▶ _Do this_
Quote the material below word for word, omitting the pictures.

Excerpts from location labeling data
· · · · · · ·

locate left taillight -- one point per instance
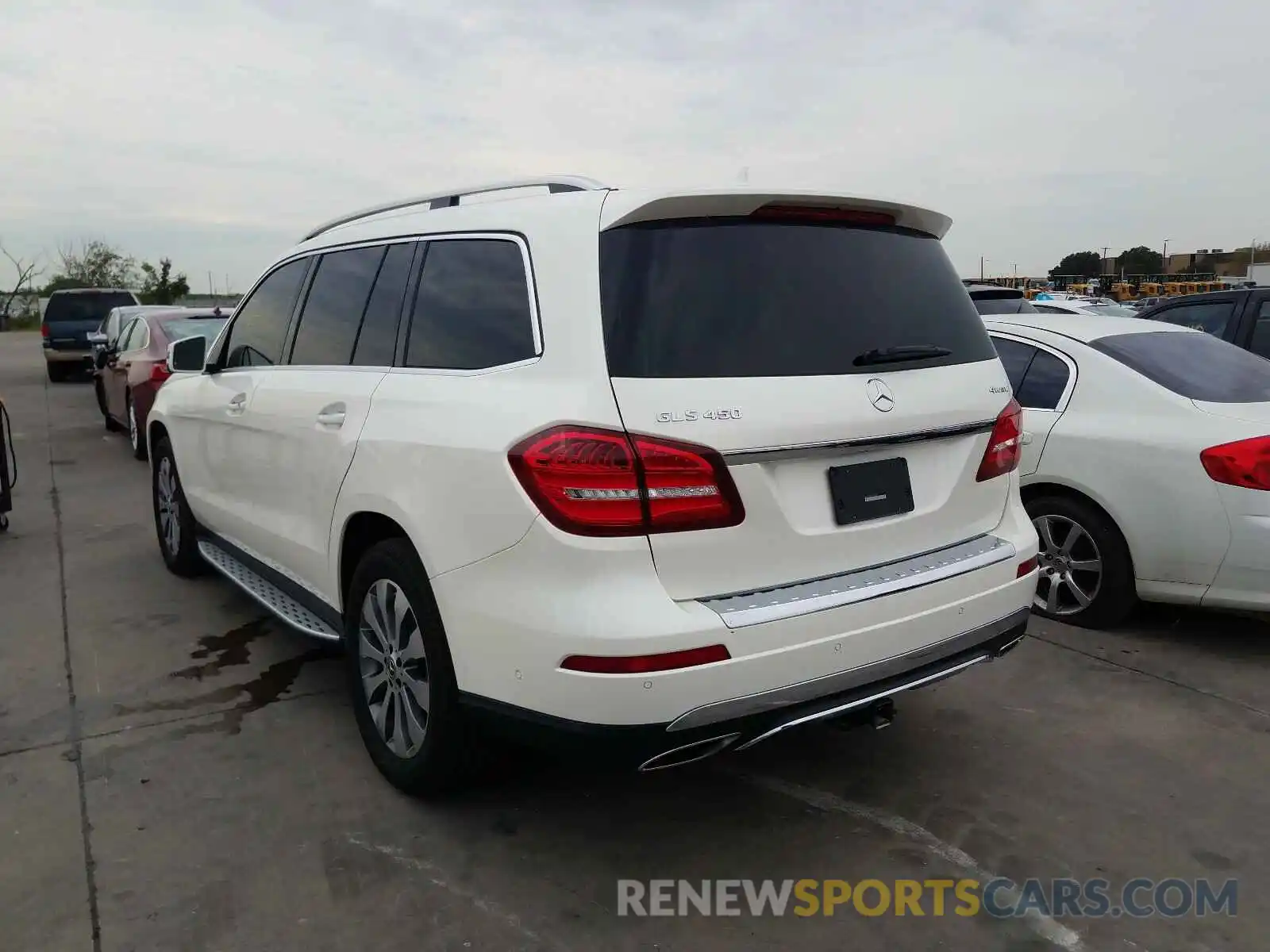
(1005, 444)
(594, 482)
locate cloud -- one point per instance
(224, 130)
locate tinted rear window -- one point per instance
(86, 305)
(727, 298)
(1003, 304)
(1197, 366)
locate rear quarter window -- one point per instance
(737, 298)
(1194, 366)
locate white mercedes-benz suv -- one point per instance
(653, 473)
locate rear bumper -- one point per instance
(742, 723)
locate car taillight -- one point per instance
(1245, 463)
(1005, 444)
(594, 482)
(641, 664)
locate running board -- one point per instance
(270, 596)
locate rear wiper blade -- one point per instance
(895, 355)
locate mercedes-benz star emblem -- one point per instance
(879, 395)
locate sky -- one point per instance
(216, 133)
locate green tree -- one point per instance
(159, 286)
(1086, 264)
(1141, 260)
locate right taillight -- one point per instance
(1245, 463)
(594, 482)
(1005, 444)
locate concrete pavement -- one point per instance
(178, 772)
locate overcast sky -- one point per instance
(217, 132)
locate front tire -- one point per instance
(175, 524)
(400, 676)
(1086, 573)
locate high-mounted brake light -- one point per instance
(643, 664)
(595, 482)
(1005, 444)
(1244, 463)
(821, 213)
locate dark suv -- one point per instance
(1241, 317)
(69, 319)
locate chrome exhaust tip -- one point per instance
(689, 753)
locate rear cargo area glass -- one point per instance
(737, 298)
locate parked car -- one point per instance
(1240, 315)
(648, 474)
(988, 298)
(69, 317)
(137, 366)
(1146, 467)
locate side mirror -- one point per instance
(188, 355)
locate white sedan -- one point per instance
(1146, 463)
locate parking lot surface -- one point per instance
(179, 772)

· · · · · · ·

▶ _Output of the task_
locate left taillight -- one point per instance
(1005, 444)
(594, 482)
locate cloud -- one point per instance
(224, 130)
locate tinted rear window -- one point per instance
(86, 305)
(727, 298)
(1003, 304)
(1197, 366)
locate rear quarter window -- one point per instance
(737, 298)
(1194, 366)
locate white mercedes-benz suv -- one point per instance
(653, 473)
locate rear bumper -- one point per instance
(742, 723)
locate car taillight -- one point per instance
(1245, 463)
(1005, 444)
(594, 482)
(641, 664)
locate running board -- one point per instance
(270, 596)
locate rear wiper blade -- one point per instance
(895, 355)
locate mercedes-benz star emblem -- one point per instance
(879, 395)
locate sky -- one point per instance
(216, 133)
locate green tree -- one point per instance
(159, 286)
(1086, 264)
(1141, 260)
locate right taillight -- one point per instance
(1245, 463)
(594, 482)
(1005, 444)
locate concrete pavement -- one point per instance
(178, 772)
locate overcast sky -- one point per instance
(217, 132)
locate front tire -- one point per instance
(175, 524)
(400, 676)
(1086, 573)
locate high-mounted brake light -- one point per instance
(643, 664)
(595, 482)
(1005, 444)
(1244, 463)
(821, 213)
locate dark suv -- one point per instance
(1241, 317)
(69, 319)
locate chrome exhaust tip -- one point per instance
(689, 753)
locate rear cargo area glass -- one point per instance
(737, 298)
locate parked car -- one point per instance
(1240, 315)
(648, 474)
(988, 298)
(69, 317)
(137, 366)
(1146, 467)
locate side mirror -- one point per instance
(188, 355)
locate white sedan -- one point per instance
(1146, 463)
locate parking lot surface -- one point per instance
(179, 772)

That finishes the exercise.